Probabilistic Reasoning over Time


Finding the Most Likely Sequence with Viterbi Algorithm

Introduction

An Hidden Markov Model (HMM) network is parameterized by two distributions:

  • the emission or sensor probabilties giving the conditional probability of observing evidence values for each hidden state;
  • the transition probabilities giving the conditional probability of moving between states during the sequence.

Additionally, an initial distribution describes the probability of a sequence starting in each state.

At each time $t$, $X_t$ represents the hidden state and $E_t$ represents an observation at that time.


In [6]:
from probability import *

In [7]:
%psource HiddenMarkovModel


class HiddenMarkovModel:
    """A Hidden markov model which takes Transition model and Sensor model as inputs"""

    def __init__(self, transition_model, sensor_model, prior=None):
        self.transition_model = transition_model
        self.sensor_model = sensor_model
        self.prior = prior or [0.5, 0.5]

    def sensor_dist(self, ev):
        if ev is True:
            return self.sensor_model[0]
        else:
            return self.sensor_model[1]

Finding the Most Likely Sequence

There is a linear-time algorithm for finding the most likely sequence: the easiest way to think about the problem is to view each sequence as a path through a graph whose nodes are the possible states at each time step. Now consider the task of finding the most likely path through this graph, where the likelihood of any path is the product of the transition probabilities along the path and the probabilities of the given observations at each state. There is a recursive relationship between most likely paths to each state $x_{t+1}$ and most likely paths to each state $x_t$ . We can write this relationship as an equation connecting the probabilities of the paths:

$$ \begin{align*} m_{1:t+1} &= \max_{x_{1:t}} \textbf{P}(\textbf{x}_{1:t}, \textbf{X}_{t+1} | \textbf{e}_{1:t+1}) \\ &= \alpha \textbf{P}(\textbf{e}_{t+1} | \textbf{X}_{t+1}) \max_{x_t} \Big(\textbf{P} (\textbf{X}_{t+1} | \textbf{x}_t) \max_{x_{1:t-1}} P(\textbf{x}_{1:t-1}, \textbf{x}_{t} | \textbf{e}_{1:t})\Big) \end{align*} $$

The Viterbi algorithm is a dynamic programming algorithm for finding the most likely sequence of hidden states, called the Viterbi path, that results in a sequence of observed events in the context of HMMs. This algorithms is useful in many applications, including speech recognition, where the aim is to find the most likely sequence of words, given a series of sounds and the reconstruction of bit strings transmitted over a noisy channel.

> _THE EXERCISE_
Copy the Viterbi algorithm text between "Finding the Most Likely Sequence with" and "at that time.", inclusive, substituting "starting distribution" for "initial distribution". Work only from the text on the Viterbi algorithm.

> _SOURCE DATA_
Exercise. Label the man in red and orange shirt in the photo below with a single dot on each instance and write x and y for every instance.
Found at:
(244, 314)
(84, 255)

> _RESPONSE BELOW_
Finding the Most Likely Sequence with Viterbi Algorithm

Introduction

An Hidden Markov Model (HMM) network is parameterized by two distributions:

  • the emission or sensor probabilties giving the conditional probability of observing evidence values for each hidden state;
  • the transition probabilities giving the conditional probability of moving between states during the sequence.

Additionally, an starting distribution describes the probability of a sequence starting in each state.

At each time $t$, $X_t$ represents the hidden state and $E_t$ represents an observation at that time.